[start]

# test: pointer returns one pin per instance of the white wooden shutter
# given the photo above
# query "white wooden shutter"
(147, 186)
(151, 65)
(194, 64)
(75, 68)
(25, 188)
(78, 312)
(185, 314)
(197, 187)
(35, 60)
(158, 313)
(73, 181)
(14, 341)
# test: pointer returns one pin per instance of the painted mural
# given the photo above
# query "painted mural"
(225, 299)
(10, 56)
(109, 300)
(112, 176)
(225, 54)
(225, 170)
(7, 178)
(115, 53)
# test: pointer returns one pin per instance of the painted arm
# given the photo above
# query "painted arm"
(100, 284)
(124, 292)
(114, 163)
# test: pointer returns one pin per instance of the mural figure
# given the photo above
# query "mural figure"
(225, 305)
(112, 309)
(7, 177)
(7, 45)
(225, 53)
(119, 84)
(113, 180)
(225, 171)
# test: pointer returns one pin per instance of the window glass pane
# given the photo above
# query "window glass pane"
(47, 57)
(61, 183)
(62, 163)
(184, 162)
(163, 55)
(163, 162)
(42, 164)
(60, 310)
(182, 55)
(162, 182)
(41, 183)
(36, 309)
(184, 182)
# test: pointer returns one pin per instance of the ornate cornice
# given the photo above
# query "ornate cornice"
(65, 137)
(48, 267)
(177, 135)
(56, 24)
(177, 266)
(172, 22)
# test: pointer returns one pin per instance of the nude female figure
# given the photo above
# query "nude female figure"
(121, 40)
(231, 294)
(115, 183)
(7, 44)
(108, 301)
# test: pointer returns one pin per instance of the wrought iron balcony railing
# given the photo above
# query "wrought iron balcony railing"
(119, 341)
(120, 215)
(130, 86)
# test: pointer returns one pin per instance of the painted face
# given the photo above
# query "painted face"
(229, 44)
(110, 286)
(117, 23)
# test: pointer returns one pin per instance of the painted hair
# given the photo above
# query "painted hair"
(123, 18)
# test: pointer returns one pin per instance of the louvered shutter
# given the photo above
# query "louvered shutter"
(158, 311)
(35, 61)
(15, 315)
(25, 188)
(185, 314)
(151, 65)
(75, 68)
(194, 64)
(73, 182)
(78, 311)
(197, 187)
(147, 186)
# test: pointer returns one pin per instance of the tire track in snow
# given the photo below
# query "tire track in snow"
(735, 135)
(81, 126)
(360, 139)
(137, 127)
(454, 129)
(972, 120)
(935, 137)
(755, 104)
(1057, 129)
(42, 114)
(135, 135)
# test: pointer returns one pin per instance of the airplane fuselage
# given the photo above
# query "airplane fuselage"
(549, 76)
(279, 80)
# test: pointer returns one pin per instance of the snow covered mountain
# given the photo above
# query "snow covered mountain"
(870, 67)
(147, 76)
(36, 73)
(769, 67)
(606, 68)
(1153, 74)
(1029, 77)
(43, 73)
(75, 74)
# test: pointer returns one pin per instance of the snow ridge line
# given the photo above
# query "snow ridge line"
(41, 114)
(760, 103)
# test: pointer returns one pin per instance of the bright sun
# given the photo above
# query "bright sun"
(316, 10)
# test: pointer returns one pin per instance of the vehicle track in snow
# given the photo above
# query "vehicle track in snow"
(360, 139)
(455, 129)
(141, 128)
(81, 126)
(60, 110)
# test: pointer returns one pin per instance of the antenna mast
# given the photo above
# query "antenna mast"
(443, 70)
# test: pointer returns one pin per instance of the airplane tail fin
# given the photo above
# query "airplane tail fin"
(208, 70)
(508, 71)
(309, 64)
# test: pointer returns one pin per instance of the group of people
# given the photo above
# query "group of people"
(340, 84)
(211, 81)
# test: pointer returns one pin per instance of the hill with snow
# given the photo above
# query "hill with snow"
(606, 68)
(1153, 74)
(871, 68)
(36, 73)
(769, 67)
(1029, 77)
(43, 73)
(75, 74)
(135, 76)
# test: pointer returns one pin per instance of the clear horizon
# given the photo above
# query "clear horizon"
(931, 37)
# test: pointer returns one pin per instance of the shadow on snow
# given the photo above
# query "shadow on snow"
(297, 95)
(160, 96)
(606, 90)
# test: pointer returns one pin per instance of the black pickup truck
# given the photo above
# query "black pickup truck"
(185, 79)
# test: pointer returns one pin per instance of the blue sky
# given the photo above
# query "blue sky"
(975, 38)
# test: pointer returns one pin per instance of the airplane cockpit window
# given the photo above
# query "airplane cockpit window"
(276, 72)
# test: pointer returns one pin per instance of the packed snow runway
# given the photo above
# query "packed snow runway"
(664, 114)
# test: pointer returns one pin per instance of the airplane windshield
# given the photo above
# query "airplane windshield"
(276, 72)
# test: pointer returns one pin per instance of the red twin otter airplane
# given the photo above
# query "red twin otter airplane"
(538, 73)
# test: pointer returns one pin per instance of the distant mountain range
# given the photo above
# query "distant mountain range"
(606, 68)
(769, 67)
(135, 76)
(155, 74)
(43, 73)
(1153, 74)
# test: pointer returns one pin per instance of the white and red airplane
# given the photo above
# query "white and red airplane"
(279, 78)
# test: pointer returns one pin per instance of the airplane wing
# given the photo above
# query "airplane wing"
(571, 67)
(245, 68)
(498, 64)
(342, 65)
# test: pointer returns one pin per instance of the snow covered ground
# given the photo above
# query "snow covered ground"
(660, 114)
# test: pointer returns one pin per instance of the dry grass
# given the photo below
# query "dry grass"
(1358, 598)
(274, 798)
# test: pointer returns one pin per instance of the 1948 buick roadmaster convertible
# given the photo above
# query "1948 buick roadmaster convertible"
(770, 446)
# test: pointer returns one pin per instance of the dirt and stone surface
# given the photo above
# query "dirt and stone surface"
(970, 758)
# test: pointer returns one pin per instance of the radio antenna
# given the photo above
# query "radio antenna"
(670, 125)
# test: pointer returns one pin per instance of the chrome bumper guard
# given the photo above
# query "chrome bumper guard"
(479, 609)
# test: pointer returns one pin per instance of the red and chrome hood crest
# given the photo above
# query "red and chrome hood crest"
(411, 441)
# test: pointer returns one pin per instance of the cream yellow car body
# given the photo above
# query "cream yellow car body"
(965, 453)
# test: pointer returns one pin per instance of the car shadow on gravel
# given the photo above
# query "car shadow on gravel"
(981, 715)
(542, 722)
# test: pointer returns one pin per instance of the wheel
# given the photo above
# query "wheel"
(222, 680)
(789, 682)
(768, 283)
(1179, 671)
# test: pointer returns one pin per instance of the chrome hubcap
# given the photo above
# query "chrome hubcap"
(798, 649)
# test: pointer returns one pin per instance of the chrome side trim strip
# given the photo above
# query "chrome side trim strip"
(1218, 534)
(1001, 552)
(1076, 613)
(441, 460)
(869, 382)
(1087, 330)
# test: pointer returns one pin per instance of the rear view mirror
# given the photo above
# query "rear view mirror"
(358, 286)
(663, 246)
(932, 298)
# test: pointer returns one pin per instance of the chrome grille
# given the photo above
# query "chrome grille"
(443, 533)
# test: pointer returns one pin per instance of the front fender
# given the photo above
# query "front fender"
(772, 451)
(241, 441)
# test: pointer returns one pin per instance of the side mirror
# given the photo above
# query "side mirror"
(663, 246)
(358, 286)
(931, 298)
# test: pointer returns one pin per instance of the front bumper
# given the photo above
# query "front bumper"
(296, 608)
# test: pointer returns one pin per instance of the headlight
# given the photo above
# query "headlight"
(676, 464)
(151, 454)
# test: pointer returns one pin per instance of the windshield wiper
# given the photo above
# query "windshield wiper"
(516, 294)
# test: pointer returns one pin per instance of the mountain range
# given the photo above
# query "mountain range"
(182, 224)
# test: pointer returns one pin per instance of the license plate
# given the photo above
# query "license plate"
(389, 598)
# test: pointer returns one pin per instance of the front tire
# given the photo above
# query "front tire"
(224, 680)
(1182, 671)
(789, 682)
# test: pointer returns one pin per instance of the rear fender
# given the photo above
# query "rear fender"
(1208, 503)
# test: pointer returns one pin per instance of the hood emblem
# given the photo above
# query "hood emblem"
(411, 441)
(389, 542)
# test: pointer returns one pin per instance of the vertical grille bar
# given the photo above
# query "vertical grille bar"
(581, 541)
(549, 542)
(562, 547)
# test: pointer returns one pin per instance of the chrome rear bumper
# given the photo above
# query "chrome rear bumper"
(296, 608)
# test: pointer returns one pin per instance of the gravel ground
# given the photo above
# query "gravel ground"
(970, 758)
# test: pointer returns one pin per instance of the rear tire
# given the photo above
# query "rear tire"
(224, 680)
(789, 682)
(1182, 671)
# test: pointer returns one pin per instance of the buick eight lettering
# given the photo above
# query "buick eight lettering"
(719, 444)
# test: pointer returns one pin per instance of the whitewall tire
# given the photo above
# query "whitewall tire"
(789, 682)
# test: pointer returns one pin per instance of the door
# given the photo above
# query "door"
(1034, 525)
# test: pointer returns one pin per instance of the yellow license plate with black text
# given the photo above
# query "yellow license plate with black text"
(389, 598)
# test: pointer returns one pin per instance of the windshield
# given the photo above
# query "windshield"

[end]

- **What is needed**: Update everything from the line containing "the chrome bumper guard" down to the line containing "(1179, 671)" by swapping "cream yellow" for "pale yellow", leaving all else as it is. Return only those lines.

- **Correct output**:
# test: pointer returns one pin per instance of the chrome bumper guard
# given the photo above
# query "chrome bumper guard"
(479, 609)
# test: pointer returns one pin per instance of the red and chrome hood crest
# given the photo above
# query "red and chrome hood crest"
(411, 441)
# test: pointer returns one pin per instance of the pale yellow car body
# given the photo above
# query "pale yellow car body"
(965, 453)
# test: pointer returns one pin per instance of the car shadow on gravel
# given the photo above
# query "car shadow on gravel"
(981, 715)
(542, 722)
# test: pointer returns one pin per instance of the wheel
# given the photo above
# query "wheel"
(222, 680)
(789, 682)
(768, 283)
(1179, 671)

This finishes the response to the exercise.